## EXERCISE AIM
Each entry must be printed again without a single change.

## RECORDS SHOWN

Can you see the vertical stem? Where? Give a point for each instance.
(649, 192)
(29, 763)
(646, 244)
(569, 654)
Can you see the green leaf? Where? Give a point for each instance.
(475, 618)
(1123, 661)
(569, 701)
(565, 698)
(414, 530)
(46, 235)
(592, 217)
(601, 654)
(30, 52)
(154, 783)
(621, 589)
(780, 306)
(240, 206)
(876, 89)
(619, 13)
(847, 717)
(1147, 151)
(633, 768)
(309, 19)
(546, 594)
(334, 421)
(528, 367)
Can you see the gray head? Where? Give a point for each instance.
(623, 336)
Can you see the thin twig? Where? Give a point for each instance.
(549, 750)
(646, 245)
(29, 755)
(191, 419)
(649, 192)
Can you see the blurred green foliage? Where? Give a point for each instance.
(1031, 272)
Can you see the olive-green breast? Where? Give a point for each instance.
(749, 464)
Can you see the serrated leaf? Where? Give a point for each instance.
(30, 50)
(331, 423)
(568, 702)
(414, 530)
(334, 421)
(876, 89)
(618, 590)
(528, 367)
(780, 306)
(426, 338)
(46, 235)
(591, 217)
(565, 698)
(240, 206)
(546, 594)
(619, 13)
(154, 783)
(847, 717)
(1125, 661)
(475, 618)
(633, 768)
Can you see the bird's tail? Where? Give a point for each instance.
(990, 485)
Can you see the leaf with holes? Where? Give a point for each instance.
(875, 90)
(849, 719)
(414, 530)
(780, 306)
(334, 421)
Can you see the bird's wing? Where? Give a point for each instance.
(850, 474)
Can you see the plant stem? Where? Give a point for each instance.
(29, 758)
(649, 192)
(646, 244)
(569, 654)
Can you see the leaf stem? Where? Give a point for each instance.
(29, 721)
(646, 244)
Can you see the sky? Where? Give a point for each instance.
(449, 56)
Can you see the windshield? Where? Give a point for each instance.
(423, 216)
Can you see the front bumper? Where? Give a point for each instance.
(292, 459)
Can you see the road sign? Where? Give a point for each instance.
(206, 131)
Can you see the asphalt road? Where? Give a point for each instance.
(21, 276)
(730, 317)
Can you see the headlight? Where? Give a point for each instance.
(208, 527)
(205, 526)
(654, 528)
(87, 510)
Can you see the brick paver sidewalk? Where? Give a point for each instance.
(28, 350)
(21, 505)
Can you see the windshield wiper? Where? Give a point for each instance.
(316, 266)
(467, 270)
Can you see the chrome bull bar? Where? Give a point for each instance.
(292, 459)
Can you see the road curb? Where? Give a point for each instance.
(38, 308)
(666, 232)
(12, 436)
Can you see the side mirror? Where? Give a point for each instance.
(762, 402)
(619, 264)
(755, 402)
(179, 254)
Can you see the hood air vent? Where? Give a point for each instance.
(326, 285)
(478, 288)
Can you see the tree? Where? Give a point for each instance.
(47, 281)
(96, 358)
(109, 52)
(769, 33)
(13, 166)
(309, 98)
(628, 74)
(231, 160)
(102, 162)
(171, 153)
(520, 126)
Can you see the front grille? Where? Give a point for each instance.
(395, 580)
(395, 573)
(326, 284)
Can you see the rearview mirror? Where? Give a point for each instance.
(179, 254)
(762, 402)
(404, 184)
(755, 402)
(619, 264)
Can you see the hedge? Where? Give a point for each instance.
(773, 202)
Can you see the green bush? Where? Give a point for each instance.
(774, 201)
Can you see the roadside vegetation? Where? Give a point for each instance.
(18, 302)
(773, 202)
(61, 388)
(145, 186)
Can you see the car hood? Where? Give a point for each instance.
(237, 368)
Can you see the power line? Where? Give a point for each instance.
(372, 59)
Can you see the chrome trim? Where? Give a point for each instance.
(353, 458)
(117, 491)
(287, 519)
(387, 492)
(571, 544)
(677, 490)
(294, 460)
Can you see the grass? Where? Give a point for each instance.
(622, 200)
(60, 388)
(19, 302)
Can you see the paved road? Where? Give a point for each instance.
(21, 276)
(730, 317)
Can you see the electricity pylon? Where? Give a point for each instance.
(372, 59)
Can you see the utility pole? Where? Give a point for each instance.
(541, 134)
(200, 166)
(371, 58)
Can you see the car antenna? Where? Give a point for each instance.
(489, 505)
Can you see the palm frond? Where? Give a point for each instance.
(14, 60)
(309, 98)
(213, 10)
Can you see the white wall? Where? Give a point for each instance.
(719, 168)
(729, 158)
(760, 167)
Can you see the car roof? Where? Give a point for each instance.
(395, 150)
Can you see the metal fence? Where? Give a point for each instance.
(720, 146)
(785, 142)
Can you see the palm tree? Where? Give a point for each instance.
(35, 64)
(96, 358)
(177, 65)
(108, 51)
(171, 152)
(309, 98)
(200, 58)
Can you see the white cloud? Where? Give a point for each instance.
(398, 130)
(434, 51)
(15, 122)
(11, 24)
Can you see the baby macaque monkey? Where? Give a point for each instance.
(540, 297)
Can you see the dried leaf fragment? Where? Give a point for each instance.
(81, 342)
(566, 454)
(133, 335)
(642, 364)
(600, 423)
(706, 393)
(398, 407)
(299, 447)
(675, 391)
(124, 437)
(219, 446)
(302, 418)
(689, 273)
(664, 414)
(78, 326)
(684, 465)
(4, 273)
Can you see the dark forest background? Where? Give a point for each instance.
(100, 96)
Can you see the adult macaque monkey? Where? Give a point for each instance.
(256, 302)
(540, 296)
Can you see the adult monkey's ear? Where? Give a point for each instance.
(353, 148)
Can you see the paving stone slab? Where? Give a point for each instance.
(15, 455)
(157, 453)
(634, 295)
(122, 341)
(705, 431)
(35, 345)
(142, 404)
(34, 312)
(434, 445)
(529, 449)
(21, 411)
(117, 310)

## ANSWER SPACE
Can you see the vertical stem? Where? Give a point for each instance.
(649, 192)
(29, 763)
(646, 244)
(569, 654)
Can you see the green leaf? Where? Give a point for each instance.
(475, 618)
(1123, 661)
(569, 701)
(565, 698)
(414, 530)
(46, 235)
(592, 217)
(601, 654)
(30, 52)
(154, 783)
(621, 589)
(780, 306)
(240, 206)
(876, 89)
(619, 13)
(847, 717)
(1147, 151)
(633, 768)
(309, 19)
(546, 594)
(334, 421)
(528, 367)
Can you see the gray head? Where? Give a point for each instance.
(623, 336)
Can you see the thin twig? Where? Give a point for each instance.
(549, 750)
(646, 245)
(29, 755)
(191, 419)
(649, 192)
Can you see the blurred green foliage? Where? Give a point for each instance.
(1031, 272)
Can you see the olive-green breast? Where? Give a point for each instance.
(749, 464)
Can you see the serrated leaf? Where? Give a point for each instance.
(30, 50)
(331, 423)
(568, 702)
(414, 530)
(334, 421)
(876, 89)
(618, 590)
(528, 367)
(780, 306)
(426, 338)
(46, 235)
(591, 217)
(565, 698)
(240, 206)
(546, 594)
(619, 13)
(154, 783)
(847, 717)
(1125, 661)
(475, 618)
(633, 768)
Can you see the bird's tail? Where? Give a point for each instance.
(990, 485)
Can you see the leaf with holes? Where? Give a point for each instance.
(875, 90)
(849, 719)
(414, 530)
(780, 306)
(334, 421)
Can you see the bird's wing? Where? Give a point for each instance.
(850, 474)
Can you see the plant stem? Where? Give a point for each instance.
(29, 758)
(649, 192)
(646, 244)
(569, 654)
Can you see the leaf stem? Where? Give a point for each instance.
(29, 721)
(646, 244)
Can you see the sky? Where? Give a point for each instance.
(449, 56)
Can you see the windshield? Where? Give a point for each instance.
(423, 216)
Can you see the front bumper? Where? Give a point for each instance.
(292, 459)
Can you see the road sign? Where? Give a point for each instance.
(206, 131)
Can you see the asphalt road? Where? Give a point for each instance.
(21, 276)
(730, 317)
Can you see the headlight? Where? Give a point for each instance.
(208, 527)
(205, 526)
(654, 528)
(87, 510)
Can you see the brick paver sidewalk? Where? Give a point for each instance.
(28, 350)
(21, 505)
Can you see the windshield wiper? Where? Give a point for each instance.
(316, 266)
(467, 270)
Can you see the chrome bull bar? Where? Give a point for each instance.
(292, 459)
Can you see the road curb? Where? Give a point for each instance.
(38, 308)
(666, 232)
(12, 436)
Can you see the side mirror? Where? Give a point for each instance.
(762, 402)
(619, 264)
(755, 402)
(179, 254)
Can you see the hood air vent? Where? Give a point for each instance.
(326, 285)
(478, 288)
Can you see the tree? Where? Give a point for each instance.
(47, 281)
(96, 358)
(109, 52)
(769, 33)
(13, 166)
(309, 98)
(628, 74)
(231, 160)
(102, 162)
(171, 153)
(520, 126)
Can you see the front grille? Where? Give a point for each instance.
(395, 580)
(395, 573)
(326, 284)
Can you see the rearview mirror? Where? Give a point for each instance.
(179, 254)
(762, 402)
(404, 184)
(755, 402)
(619, 264)
Can you see the hedge? Where? Give a point for each instance.
(773, 202)
Can you see the green bush? Where? Give a point for each instance.
(774, 201)
Can you see the roadside vegetation? Where? Give a point for each instance.
(18, 302)
(773, 202)
(61, 388)
(145, 186)
Can you see the car hood? Where? Give a point for each instance.
(237, 368)
Can you see the power line? Where? Give a point for each instance.
(372, 59)
Can you see the chrome trim? Where? Give a point for each instance.
(353, 458)
(117, 491)
(287, 519)
(387, 492)
(571, 544)
(677, 490)
(294, 460)
Can you see the grass? Where? Give a point for each instance.
(622, 200)
(60, 388)
(19, 302)
Can you see the paved road? Where? Give a point for each instance.
(21, 276)
(730, 317)
Can you see the electricity pylon? Where? Give a point for each instance.
(372, 59)
Can you see the utility pole? Where? Give a point for each instance.
(541, 134)
(200, 166)
(371, 58)
Can you see the car antenna? Where? Give a point for each instance.
(489, 505)
Can you see the palm frond? Where? Give a point for each instance.
(14, 60)
(309, 98)
(213, 10)
Can you see the white wall? Where? Give a point for each instance.
(719, 168)
(729, 158)
(760, 167)
Can you see the car roof? Where? Give a point for each instance.
(395, 150)
Can you see the metal fence? Where? Give a point for each instance.
(720, 146)
(785, 142)
Can you see the palm tree? Where? Give a point for each instance.
(35, 64)
(96, 358)
(177, 65)
(108, 51)
(171, 152)
(309, 98)
(200, 58)
Can you see the white cloud? Where? Give a point for each instance.
(398, 130)
(434, 51)
(15, 122)
(11, 24)
Can you see the baby macaque monkey? Where? Give a point for each instance.
(540, 297)
Can you see the dried leaf fragment? Where? Give a point for each instance.
(81, 342)
(566, 454)
(133, 335)
(642, 364)
(600, 423)
(706, 393)
(398, 407)
(299, 447)
(675, 391)
(124, 437)
(219, 446)
(302, 418)
(689, 273)
(664, 414)
(78, 326)
(684, 465)
(4, 273)
Can you see the dark forest background? Where? Give a point for each instance.
(100, 96)
Can you see the adult macaque monkey? Where? Give a point for each instance.
(256, 302)
(540, 296)
Can you see the adult monkey's ear? Where? Give a point for each instance.
(353, 148)
Can you see the paving stone slab? Where? Give a point for each instance.
(15, 455)
(157, 453)
(634, 295)
(122, 341)
(705, 431)
(35, 345)
(142, 404)
(34, 312)
(434, 445)
(529, 449)
(21, 411)
(117, 310)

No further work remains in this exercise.